Provided passage
A Diagnostic Study of Water Vapor Transport and Budget during Wintertime Snowstorm Days over Different Regions of Northern Xinjiang during 1979–2017

  • China’s northern Xinjiang is located in a typical inland arid and semiarid area where anomalous precipitation plays a significant role. In recent years, anomalous precipitation events have increased with the increase in global temperatures. In this study, the interdecadal variability of wintertime precipitation in northern Xinjiang is investigated using the observational rainfall data of 40 stations and the ECMWF ERA-Interim and NCEP/NCAR reanalysis datasets for 1979–2017. This study discusses the water vapor transport characteristics of wintertime snowstorm days and the possible mechanisms in four regions based on the HYSPLIT v4.9 model. Our main results are as follows: (1) The west boundary input of water vapor is mainly in each region, but a small amount of water vapor is imported from the northern boundary in western Tianshan, and some water vapor is imported from the southern boundary in the upper part of Tianshan. (2) The water vapor passages are mainly located in Eurasia, with the mid-latitude westerlies in the north, west, and western Tianshan; however, their exact locations are different. The water vapor transport mainly comes from the Mediterranean and the Black Sea in the north, with a contribution ratio of 58.8%; southwest of the Caspian Sea in the west, with a contribution ratio of 70.8%; the Black Sea and the southeast of the Caspian Sea in western Tianshan, with a contribution ratio of 72.9%; and India and Iran, with a contribution ratio of 64.2%. (3) The geopotential height anomaly shifts from “+” to “−” from south to north and from “−” to “+” and back to “−” from west to east in the different regions; however, the intensity, range, and location of the anomaly center are different, leading to differences in the influential regions.

Information supplied
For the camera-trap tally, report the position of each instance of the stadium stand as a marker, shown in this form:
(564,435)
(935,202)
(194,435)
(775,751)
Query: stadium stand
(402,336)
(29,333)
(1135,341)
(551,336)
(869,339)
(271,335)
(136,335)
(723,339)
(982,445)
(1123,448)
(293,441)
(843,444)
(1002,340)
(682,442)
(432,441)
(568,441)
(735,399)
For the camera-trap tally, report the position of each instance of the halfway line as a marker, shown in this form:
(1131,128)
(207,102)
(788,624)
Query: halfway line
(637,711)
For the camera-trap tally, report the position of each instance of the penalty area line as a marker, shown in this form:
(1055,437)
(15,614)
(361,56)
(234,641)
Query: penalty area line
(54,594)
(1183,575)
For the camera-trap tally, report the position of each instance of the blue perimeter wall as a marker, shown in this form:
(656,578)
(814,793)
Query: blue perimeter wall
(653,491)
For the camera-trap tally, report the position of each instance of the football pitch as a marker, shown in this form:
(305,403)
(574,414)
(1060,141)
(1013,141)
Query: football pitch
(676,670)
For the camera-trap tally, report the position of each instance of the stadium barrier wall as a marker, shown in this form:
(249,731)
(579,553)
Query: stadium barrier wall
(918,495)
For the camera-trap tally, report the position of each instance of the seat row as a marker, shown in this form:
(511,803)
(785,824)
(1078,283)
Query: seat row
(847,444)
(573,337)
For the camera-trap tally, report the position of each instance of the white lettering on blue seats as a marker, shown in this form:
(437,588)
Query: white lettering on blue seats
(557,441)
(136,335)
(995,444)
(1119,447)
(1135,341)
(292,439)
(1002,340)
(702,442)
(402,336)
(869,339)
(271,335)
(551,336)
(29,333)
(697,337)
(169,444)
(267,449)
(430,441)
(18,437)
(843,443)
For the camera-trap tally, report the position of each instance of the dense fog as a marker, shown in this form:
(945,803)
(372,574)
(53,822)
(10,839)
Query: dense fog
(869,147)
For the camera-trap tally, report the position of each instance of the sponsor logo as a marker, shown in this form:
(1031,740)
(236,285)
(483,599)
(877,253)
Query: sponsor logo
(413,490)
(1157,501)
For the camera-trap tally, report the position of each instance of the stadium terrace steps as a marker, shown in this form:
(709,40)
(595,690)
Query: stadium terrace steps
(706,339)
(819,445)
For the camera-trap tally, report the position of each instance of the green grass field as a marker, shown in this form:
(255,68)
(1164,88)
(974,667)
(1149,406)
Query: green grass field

Problem
Name each sea mentioned in the northern Xinjiang snowstorm abstract above. List each one once.

Expected output
the Mediterranean, the Black Sea, the Caspian Sea